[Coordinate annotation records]
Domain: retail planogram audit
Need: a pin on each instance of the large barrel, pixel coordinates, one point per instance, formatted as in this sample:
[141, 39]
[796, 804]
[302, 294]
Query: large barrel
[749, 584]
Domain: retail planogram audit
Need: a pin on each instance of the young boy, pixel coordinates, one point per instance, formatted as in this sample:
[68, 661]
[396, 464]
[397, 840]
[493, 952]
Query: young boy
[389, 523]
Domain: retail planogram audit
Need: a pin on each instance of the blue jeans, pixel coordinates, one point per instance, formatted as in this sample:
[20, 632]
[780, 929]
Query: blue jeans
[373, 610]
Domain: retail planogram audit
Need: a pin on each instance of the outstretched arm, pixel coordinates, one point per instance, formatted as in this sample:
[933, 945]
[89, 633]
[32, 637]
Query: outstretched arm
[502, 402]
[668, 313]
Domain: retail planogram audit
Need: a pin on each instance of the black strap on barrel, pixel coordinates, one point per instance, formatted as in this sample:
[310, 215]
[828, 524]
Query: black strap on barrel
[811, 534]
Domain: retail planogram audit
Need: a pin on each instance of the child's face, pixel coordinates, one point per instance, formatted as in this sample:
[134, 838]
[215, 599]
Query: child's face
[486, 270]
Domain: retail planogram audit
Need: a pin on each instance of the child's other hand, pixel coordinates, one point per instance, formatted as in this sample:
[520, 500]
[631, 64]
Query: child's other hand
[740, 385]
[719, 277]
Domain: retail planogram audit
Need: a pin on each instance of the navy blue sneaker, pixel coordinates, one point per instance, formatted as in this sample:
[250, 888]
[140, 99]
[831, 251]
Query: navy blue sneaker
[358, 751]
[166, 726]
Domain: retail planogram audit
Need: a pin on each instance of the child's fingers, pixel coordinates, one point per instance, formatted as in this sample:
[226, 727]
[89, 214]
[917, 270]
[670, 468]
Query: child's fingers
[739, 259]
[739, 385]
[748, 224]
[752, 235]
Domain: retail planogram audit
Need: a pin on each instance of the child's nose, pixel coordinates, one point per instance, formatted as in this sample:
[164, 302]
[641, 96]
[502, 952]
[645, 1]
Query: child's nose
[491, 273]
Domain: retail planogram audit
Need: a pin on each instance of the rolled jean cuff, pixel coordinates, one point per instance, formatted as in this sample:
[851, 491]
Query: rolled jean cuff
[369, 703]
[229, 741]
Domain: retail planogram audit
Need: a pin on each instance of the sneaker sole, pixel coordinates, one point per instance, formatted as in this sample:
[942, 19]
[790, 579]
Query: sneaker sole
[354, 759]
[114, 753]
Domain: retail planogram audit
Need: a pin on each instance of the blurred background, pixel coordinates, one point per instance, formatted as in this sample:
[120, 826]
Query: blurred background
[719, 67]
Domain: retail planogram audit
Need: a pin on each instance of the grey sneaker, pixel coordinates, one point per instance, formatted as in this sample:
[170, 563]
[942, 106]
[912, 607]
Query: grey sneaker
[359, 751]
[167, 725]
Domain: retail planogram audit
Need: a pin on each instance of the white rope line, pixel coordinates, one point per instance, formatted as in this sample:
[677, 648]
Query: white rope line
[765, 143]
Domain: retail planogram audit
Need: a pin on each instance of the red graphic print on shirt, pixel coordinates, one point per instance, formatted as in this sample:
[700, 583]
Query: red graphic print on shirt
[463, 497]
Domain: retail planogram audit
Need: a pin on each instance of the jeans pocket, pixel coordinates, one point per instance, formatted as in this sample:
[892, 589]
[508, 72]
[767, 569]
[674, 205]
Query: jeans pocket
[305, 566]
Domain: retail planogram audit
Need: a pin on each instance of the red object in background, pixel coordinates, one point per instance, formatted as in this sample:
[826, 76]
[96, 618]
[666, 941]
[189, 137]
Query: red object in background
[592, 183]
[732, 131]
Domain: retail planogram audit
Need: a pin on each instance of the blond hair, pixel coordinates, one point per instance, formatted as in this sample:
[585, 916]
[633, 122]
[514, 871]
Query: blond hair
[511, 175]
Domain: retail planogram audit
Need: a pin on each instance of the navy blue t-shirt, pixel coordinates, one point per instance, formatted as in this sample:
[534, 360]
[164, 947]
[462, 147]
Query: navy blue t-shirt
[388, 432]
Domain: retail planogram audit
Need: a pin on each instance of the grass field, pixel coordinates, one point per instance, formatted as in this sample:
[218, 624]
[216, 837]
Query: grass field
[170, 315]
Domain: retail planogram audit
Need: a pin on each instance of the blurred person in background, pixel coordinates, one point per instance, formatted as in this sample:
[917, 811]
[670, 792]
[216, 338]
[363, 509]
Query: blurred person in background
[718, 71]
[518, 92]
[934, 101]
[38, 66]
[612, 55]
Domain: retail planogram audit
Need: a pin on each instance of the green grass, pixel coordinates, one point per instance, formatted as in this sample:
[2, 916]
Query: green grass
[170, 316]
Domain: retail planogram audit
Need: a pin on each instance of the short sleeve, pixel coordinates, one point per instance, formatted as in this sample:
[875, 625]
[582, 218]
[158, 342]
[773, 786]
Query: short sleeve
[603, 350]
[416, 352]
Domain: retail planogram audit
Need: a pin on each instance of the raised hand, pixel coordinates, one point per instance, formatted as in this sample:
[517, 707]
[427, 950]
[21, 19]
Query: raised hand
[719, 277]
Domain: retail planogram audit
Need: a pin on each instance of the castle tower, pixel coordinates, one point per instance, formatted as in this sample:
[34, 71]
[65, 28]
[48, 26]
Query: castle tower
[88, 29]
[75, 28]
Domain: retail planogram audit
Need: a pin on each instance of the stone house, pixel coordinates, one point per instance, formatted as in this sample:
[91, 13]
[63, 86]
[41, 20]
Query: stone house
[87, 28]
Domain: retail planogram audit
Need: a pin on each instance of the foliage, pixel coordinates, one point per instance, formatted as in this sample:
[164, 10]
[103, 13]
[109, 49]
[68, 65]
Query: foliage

Exercise description> Please return the data above exactly as given.

Task solution>
Domain: retail planogram audit
Need: a pin on each instance of the large barrel, pixel coordinates, one point per instance, formatted as in this sample:
[141, 39]
[796, 804]
[302, 294]
Query: large barrel
[749, 584]
Domain: retail planogram audit
Need: a pin on each instance of the young boy, pixel coordinates, one point per instance, formatted as in this sample:
[68, 661]
[396, 464]
[397, 840]
[493, 952]
Query: young boy
[389, 523]
Domain: retail planogram audit
Need: a pin on each instance of the blue jeans, pixel coordinates, one point per instance, formatted as in this sample:
[20, 632]
[780, 929]
Query: blue jeans
[373, 610]
Domain: retail planogram audit
Need: a pin on each instance of the outstretched arm, pixel coordinates, one point per instance, formatted as in this sample:
[933, 945]
[89, 633]
[32, 637]
Query: outstretched arm
[502, 402]
[668, 313]
Domain: retail planogram audit
Need: a pin on each instance of the black strap on barrel, pixel coordinates, one point per instance, formatted as in this sample:
[310, 215]
[828, 524]
Query: black strap on barrel
[811, 534]
Domain: retail planogram audit
Need: a pin on each instance of the child's face, pixel coordinates, one point per instance, formatted as in this sample:
[134, 838]
[215, 599]
Query: child's face
[486, 270]
Domain: retail planogram audit
Need: a pin on each instance of the child's other hand, pixel coordinates, one point per instance, formatted as in this sample:
[520, 500]
[631, 64]
Query: child's other hand
[740, 385]
[719, 277]
Domain: retail planogram audit
Need: a pin on each instance of the navy blue sneaker, pixel coordinates, one point per instance, formatted as in this sample:
[250, 888]
[140, 99]
[831, 251]
Query: navy blue sneaker
[358, 751]
[166, 726]
Domain: retail planogram audit
Need: a pin on each instance of the child's fingers, pixel coordinates, one point per instance, formatted as in this sample:
[226, 727]
[89, 214]
[917, 270]
[670, 468]
Query: child's fingers
[739, 259]
[739, 385]
[748, 224]
[752, 235]
Domain: retail planogram audit
Need: a pin on each instance of the child's nose, pixel coordinates, one point per instance, formatted as in this sample:
[164, 302]
[641, 96]
[502, 952]
[645, 1]
Query: child's nose
[491, 273]
Domain: retail planogram audit
Need: a pin on each instance of the rolled jean cuff, pixel coordinates, one point per instance, formatted as in this sample:
[851, 491]
Query: rolled jean cuff
[369, 703]
[229, 741]
Domain: retail planogram audit
Need: a pin on each instance of the sneaker sole, pixel coordinates, one point per instance, formatted as in this sample:
[942, 19]
[790, 579]
Query: sneaker sole
[354, 759]
[114, 753]
Domain: retail planogram audit
Need: a pin on each instance of the blurred background, pixel coordinates, one point per instance, formatted as in this sample:
[120, 826]
Query: blurred background
[719, 67]
Domain: retail planogram audit
Need: a pin on each instance of the grey sneaker, pixel coordinates, one point per instance, formatted as in this sample:
[170, 563]
[942, 106]
[912, 607]
Query: grey sneaker
[359, 751]
[167, 725]
Domain: retail planogram audit
Need: a pin on each instance of the white rope line, pixel coordinates, one point per instance, formatted as in this sample:
[677, 648]
Query: white rope line
[765, 143]
Domain: retail planogram audit
Need: a pin on each instance of the red graphic print on shirt, pixel coordinates, one point per instance, formatted as in this sample:
[700, 583]
Query: red graphic print on shirt
[463, 497]
Domain: retail planogram audit
Need: a pin on each instance of the jeans pocket, pixel coordinates, one point per instance, formatted as in this sample:
[892, 589]
[508, 72]
[767, 569]
[674, 205]
Query: jeans pocket
[305, 566]
Domain: retail planogram audit
Need: a pin on each instance of the red object in background, pixel coordinates, one point per instance, formatted as in this sample:
[826, 76]
[96, 618]
[666, 941]
[189, 137]
Query: red object in background
[592, 183]
[732, 131]
Domain: retail planogram audit
Need: a pin on each instance of the blond hair, pixel coordinates, one point per instance, formatted as in this sample:
[585, 916]
[633, 122]
[514, 871]
Query: blond hair
[511, 175]
Domain: retail planogram audit
Need: a pin on each instance of the navy blue t-shirt, pixel coordinates, one point per instance, formatted as in this sample:
[534, 360]
[164, 947]
[462, 147]
Query: navy blue t-shirt
[388, 432]
Domain: retail planogram audit
Need: a pin on each instance of the grass field, pixel coordinates, one point per instance, formatted as in this sample:
[218, 624]
[216, 837]
Query: grass field
[170, 315]
Domain: retail planogram audit
Need: a pin on each instance of the blurred person in background, pixel coordinates, one point per instance, formatted as in this sample:
[917, 811]
[670, 792]
[216, 338]
[363, 509]
Query: blurred person in background
[718, 71]
[518, 92]
[934, 101]
[38, 66]
[612, 55]
Domain: retail planogram audit
Need: a pin on each instance of the green grass, pixel coordinates, one point per instance, formatted as in this sample:
[2, 916]
Query: green grass
[170, 316]
Domain: retail planogram audit
Need: a pin on each instance of the short sleeve, pixel coordinates, one point per instance, formatted as in this sample:
[875, 625]
[582, 218]
[158, 342]
[773, 786]
Query: short sleeve
[603, 350]
[416, 352]
Domain: retail planogram audit
Need: a pin on each instance of the raised hand, pixel coordinates, one point per instance, formatted as in this sample:
[517, 707]
[427, 950]
[21, 19]
Query: raised hand
[719, 277]
Domain: retail planogram audit
Need: a pin on each instance of the castle tower, pixel coordinates, one point per instance, formatted as in this sample:
[34, 71]
[65, 28]
[48, 26]
Query: castle tower
[88, 29]
[75, 28]
Domain: retail planogram audit
Need: a pin on each instance of the stone house, pixel coordinates, one point per instance, formatted as in this sample:
[91, 13]
[63, 86]
[41, 20]
Query: stone house
[87, 28]
Domain: retail planogram audit
Need: a pin on each instance of the foliage, pixel coordinates, one point per instance, formatted as in this sample:
[164, 10]
[103, 13]
[109, 49]
[68, 65]
Query: foliage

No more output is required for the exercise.